• _What you have to do_
Please quote word for word the lines from the one containing "Q: For the dense" through the end of the entries below, leaving the pictures out.

--- BEGIN Dataset extract ---

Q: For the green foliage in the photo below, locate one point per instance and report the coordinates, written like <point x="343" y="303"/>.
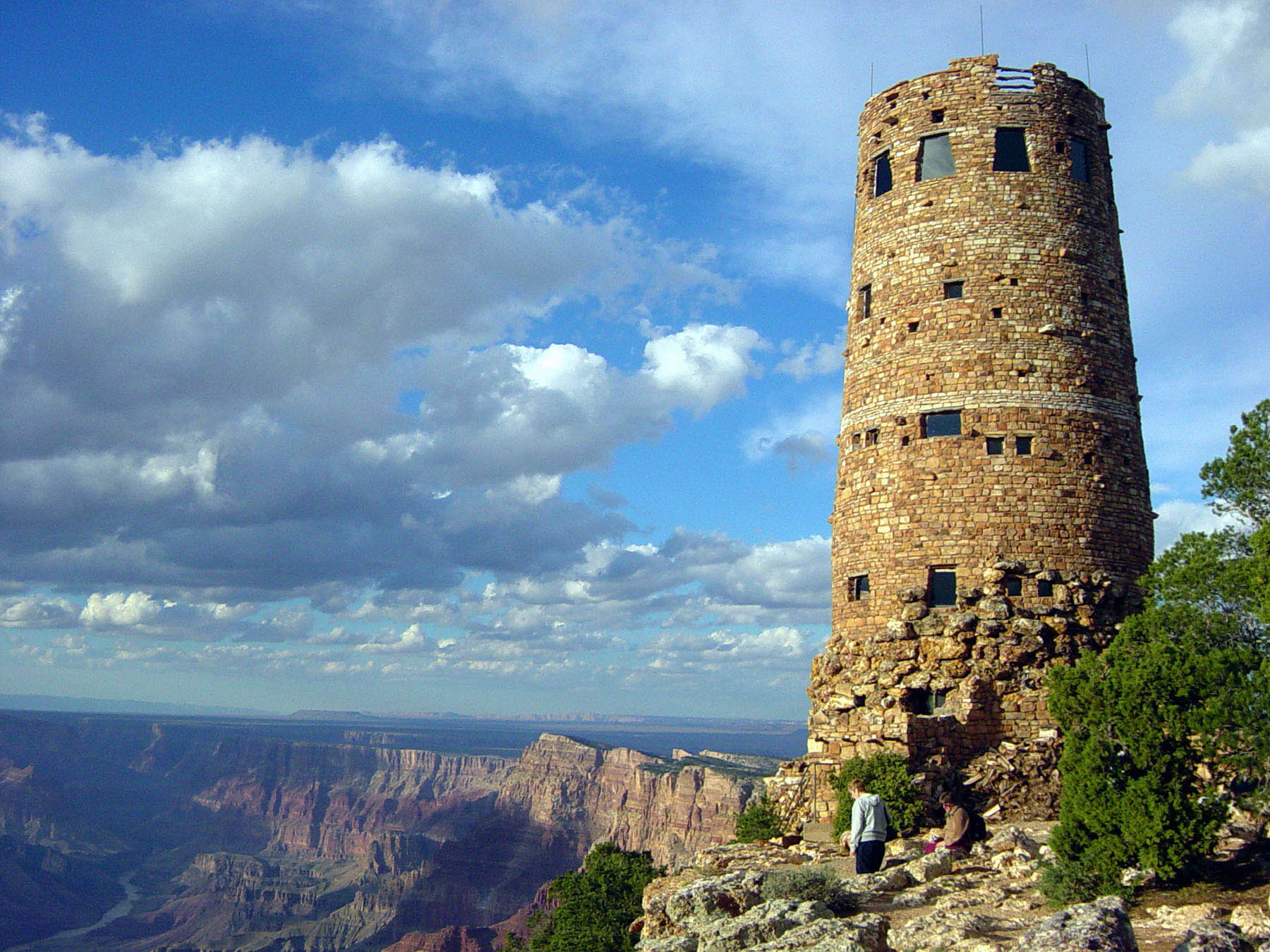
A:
<point x="811" y="885"/>
<point x="887" y="776"/>
<point x="1240" y="482"/>
<point x="758" y="820"/>
<point x="596" y="907"/>
<point x="1184" y="685"/>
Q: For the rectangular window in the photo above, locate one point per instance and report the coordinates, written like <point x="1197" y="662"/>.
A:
<point x="1080" y="160"/>
<point x="882" y="174"/>
<point x="943" y="425"/>
<point x="943" y="587"/>
<point x="935" y="158"/>
<point x="1011" y="152"/>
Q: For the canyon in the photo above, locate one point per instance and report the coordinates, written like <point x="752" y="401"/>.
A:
<point x="276" y="837"/>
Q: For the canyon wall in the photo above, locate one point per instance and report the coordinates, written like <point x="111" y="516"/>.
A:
<point x="236" y="833"/>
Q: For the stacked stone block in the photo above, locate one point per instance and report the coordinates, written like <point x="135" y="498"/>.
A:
<point x="987" y="305"/>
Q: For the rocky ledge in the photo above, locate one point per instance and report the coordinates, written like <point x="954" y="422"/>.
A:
<point x="987" y="901"/>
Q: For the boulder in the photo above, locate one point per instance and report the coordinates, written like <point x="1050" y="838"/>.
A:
<point x="1252" y="920"/>
<point x="1212" y="936"/>
<point x="941" y="931"/>
<point x="860" y="933"/>
<point x="931" y="866"/>
<point x="1101" y="926"/>
<point x="762" y="923"/>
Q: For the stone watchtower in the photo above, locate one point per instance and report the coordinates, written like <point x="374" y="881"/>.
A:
<point x="992" y="501"/>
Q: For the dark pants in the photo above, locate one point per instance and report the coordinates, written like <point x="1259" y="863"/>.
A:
<point x="869" y="856"/>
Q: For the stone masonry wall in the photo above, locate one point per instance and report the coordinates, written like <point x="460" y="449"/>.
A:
<point x="997" y="295"/>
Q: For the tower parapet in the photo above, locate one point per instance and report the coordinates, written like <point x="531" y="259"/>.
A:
<point x="992" y="506"/>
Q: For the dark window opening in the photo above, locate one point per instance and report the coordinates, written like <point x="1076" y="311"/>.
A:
<point x="1080" y="160"/>
<point x="1011" y="152"/>
<point x="943" y="587"/>
<point x="922" y="701"/>
<point x="943" y="425"/>
<point x="935" y="158"/>
<point x="882" y="174"/>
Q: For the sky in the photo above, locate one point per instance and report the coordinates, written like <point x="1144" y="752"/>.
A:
<point x="485" y="355"/>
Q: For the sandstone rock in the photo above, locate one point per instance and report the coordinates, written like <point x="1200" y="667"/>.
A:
<point x="1183" y="918"/>
<point x="762" y="923"/>
<point x="1252" y="920"/>
<point x="941" y="931"/>
<point x="1212" y="936"/>
<point x="1101" y="926"/>
<point x="686" y="901"/>
<point x="931" y="866"/>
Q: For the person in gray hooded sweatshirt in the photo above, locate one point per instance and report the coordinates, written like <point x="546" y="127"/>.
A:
<point x="869" y="822"/>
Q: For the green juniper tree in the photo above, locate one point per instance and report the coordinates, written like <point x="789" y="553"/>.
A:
<point x="596" y="905"/>
<point x="1185" y="683"/>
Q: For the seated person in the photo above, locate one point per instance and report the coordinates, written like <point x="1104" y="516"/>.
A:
<point x="957" y="826"/>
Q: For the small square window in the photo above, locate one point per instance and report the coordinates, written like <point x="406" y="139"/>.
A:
<point x="943" y="587"/>
<point x="1011" y="154"/>
<point x="882" y="174"/>
<point x="1080" y="160"/>
<point x="935" y="158"/>
<point x="943" y="425"/>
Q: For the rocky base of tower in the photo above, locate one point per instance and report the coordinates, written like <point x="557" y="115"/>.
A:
<point x="944" y="685"/>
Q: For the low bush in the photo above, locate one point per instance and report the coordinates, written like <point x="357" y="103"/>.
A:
<point x="758" y="820"/>
<point x="887" y="776"/>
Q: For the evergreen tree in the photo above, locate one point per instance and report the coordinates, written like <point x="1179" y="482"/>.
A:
<point x="1184" y="683"/>
<point x="596" y="905"/>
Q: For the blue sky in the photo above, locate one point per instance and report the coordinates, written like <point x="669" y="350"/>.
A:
<point x="485" y="357"/>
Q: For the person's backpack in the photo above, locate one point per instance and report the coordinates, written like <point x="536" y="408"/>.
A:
<point x="978" y="828"/>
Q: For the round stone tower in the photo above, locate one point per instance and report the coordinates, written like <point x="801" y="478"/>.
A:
<point x="992" y="501"/>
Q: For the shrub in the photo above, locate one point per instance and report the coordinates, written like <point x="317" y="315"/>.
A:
<point x="596" y="905"/>
<point x="887" y="776"/>
<point x="758" y="820"/>
<point x="811" y="885"/>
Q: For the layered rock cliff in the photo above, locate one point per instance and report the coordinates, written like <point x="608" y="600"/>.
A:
<point x="244" y="838"/>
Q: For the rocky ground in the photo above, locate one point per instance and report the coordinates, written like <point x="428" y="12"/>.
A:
<point x="986" y="901"/>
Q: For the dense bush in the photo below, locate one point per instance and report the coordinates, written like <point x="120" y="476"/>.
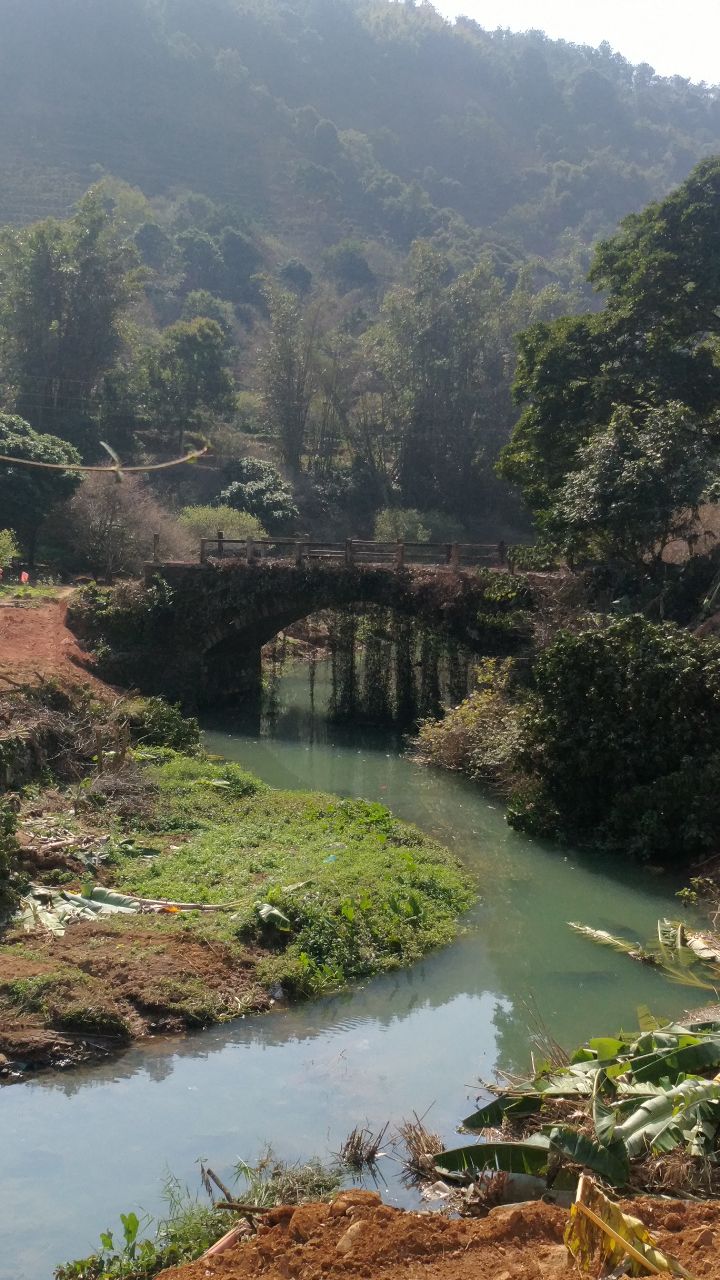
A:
<point x="259" y="489"/>
<point x="8" y="851"/>
<point x="205" y="521"/>
<point x="483" y="735"/>
<point x="155" y="722"/>
<point x="623" y="741"/>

--- END Dataset extract ---

• _Result of the exercise_
Q: For the dense bush in the photo below, locate one point per instance and report the coordinates, written like <point x="120" y="476"/>.
A:
<point x="259" y="489"/>
<point x="8" y="851"/>
<point x="205" y="521"/>
<point x="483" y="735"/>
<point x="155" y="722"/>
<point x="623" y="741"/>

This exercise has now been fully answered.